▶ _Short task_
Count the lines in the entries below that contain the string "sweater", where case counts. Reply with the number only.

Segmentation dataset excerpts
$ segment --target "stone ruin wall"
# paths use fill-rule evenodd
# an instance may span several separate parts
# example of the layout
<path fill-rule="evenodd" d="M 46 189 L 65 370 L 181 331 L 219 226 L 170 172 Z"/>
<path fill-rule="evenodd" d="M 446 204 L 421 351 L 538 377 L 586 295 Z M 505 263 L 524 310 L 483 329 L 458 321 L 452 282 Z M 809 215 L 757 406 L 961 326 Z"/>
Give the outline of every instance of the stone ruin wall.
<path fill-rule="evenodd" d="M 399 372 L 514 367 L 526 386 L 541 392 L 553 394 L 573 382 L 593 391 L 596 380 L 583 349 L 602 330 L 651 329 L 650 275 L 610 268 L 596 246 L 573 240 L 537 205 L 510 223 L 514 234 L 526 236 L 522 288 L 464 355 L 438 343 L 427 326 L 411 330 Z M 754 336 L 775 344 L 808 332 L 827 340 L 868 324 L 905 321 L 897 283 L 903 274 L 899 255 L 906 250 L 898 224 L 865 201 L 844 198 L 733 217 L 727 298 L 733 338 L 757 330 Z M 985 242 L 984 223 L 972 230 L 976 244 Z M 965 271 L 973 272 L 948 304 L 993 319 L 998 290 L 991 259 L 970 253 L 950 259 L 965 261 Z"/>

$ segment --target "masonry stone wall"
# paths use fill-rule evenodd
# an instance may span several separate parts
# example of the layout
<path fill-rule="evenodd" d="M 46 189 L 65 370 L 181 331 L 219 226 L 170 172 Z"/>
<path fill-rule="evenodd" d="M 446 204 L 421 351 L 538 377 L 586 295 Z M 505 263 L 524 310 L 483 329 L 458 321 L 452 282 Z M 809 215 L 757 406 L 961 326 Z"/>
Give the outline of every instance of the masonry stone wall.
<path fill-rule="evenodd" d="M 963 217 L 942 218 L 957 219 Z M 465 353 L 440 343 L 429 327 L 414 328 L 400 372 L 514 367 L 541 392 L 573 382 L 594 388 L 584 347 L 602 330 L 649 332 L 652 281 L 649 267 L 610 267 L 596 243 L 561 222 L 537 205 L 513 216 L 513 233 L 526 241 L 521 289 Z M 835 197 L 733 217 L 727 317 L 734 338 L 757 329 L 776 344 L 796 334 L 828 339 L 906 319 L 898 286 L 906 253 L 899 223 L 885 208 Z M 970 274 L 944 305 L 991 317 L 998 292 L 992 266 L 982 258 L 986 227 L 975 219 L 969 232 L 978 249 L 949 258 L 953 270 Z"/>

...

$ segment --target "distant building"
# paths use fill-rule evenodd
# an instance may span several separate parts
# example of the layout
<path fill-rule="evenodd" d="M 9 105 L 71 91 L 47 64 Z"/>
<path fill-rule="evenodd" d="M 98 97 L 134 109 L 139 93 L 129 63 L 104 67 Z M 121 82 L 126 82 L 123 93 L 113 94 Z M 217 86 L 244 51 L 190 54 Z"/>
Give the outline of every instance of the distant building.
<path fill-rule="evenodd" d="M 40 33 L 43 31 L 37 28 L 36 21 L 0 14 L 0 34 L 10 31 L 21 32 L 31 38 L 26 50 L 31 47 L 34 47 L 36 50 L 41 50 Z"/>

---

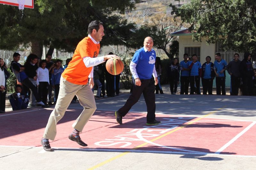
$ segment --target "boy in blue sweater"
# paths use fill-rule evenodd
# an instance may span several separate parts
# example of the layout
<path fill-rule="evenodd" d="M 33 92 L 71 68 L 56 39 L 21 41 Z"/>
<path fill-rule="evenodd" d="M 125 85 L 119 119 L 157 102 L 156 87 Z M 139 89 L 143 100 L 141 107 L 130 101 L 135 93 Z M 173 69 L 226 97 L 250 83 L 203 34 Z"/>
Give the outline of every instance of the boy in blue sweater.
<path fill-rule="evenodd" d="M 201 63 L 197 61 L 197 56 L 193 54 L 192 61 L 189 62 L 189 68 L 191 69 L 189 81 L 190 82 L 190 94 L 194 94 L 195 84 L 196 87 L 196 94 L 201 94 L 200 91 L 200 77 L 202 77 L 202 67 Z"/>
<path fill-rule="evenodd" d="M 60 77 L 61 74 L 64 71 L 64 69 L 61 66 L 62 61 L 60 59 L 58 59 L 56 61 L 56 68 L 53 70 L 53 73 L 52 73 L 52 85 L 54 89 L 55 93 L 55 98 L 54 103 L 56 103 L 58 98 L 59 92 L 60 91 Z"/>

▶ _Answer in full_
2